===== Page excerpt =====
As a founder, what is a lesson you wished you learned sooner?

Have the hard conversations as early as possible.

How did you validate your idea?

We hosted over 300 dates and hundreds of group slow-dating events via Zoom as a service before building our beta app. People submitted feedback after every one, and so we learned what was resonant and what wasn't. We grew a community of 6,000 people by hosting events and dates and launched our beta to that community. What was surprising to learn along the way is that our customers told us that by using humhum, they had a better experience on the other apps. By building confidence and skills, they went back on to meet a lot of people, and more quickly discovered satisfying connections and relationships.

How did you acquire your first customers?

I hosted a slow-dating event at the yoga studio I was teaching at in 2019. I asked my friends if they could share the event with friends of friends. I created a sign-up form, and we ended up with 20 strangers in a room, and that was the first humhum experience. I then started a newsletter because those people asked when the next one was. I quickly pulled together another six events before the pandemic took hold in New York. In mid-March 2020, on the same day, three of our community members asked if we would be hosting humhum virtually. I pivoted our April 2020 event from in-person, into Zoom, and then sold out three virtual events after that because the word of mouth was strong. We then started partnering with dating coaches and communities to host humhum experiences for their clients/humans.

Tell us about your experience fundraising so far.
===== Records supplied =====
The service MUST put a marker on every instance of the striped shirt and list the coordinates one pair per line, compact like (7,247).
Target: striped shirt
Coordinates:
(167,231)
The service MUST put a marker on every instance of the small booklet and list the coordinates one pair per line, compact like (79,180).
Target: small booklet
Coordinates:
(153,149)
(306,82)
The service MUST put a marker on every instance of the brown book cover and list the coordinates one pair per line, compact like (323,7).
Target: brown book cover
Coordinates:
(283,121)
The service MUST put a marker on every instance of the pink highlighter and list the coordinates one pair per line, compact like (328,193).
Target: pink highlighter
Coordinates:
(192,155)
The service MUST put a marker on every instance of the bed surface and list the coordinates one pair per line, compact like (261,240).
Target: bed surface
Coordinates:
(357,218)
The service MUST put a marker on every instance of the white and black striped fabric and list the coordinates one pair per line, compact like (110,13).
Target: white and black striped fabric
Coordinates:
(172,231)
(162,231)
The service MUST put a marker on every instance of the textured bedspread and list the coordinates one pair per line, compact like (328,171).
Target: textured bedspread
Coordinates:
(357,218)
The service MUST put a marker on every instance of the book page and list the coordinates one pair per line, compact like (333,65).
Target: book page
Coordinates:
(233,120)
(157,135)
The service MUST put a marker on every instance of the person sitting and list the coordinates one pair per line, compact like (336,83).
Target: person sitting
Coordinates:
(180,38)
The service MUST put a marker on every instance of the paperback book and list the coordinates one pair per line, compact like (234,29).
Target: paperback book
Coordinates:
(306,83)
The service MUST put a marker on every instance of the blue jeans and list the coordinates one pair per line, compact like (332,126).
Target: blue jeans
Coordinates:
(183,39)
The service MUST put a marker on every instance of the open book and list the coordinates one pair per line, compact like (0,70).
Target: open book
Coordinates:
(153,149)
=====
→ **What you will do**:
1 – List every prompt the interviewer puts to the founder in the humhum founder interview, word for word.
2 – Write the next part of the humhum founder interview, starting after its last line.
None of the data is needed for this work.

→ **Answer section**:
1 –
As a founder, what is a lesson you wished you learned sooner?
How did you validate your idea?
How did you acquire your first customers?
Tell us about your experience fundraising so far.

2 –
Learning who is really interested and who is just being polite is a practice of discernment. Also, when an investor has super clear criteria and metrics, it's a lot easier to know if we are in the range of their thesis or not. The LAUNCH team made it clear what was required to get funding. When we hit those benchmarks, we let them know. Funding after that has been for me about values alignment. We had an angel investor come in who believed in our mission and saw the potential of our business. Over time, we learned to describe humhum as a mental-wellness brand rather than a dating brand; there's a lot of skepticism with dating apps and companies, and since we have a completely different approach, it wasn't helping us to be affiliated with the existing dating industry.

What has been the most difficult part of your founder journey?

As a solo founder, surrounding myself with a strong team has been critical. There have been points it has felt lonely. The hat switching, and knowing how to prioritize my time to move the needle most effectively where it counts is an art.

What has been the most rewarding part of your founder journey?

Seeing people interact with what we've built, and getting delight from it is satisfying. Hearing our community tell us how they're dating differently because of humhum is inspiring.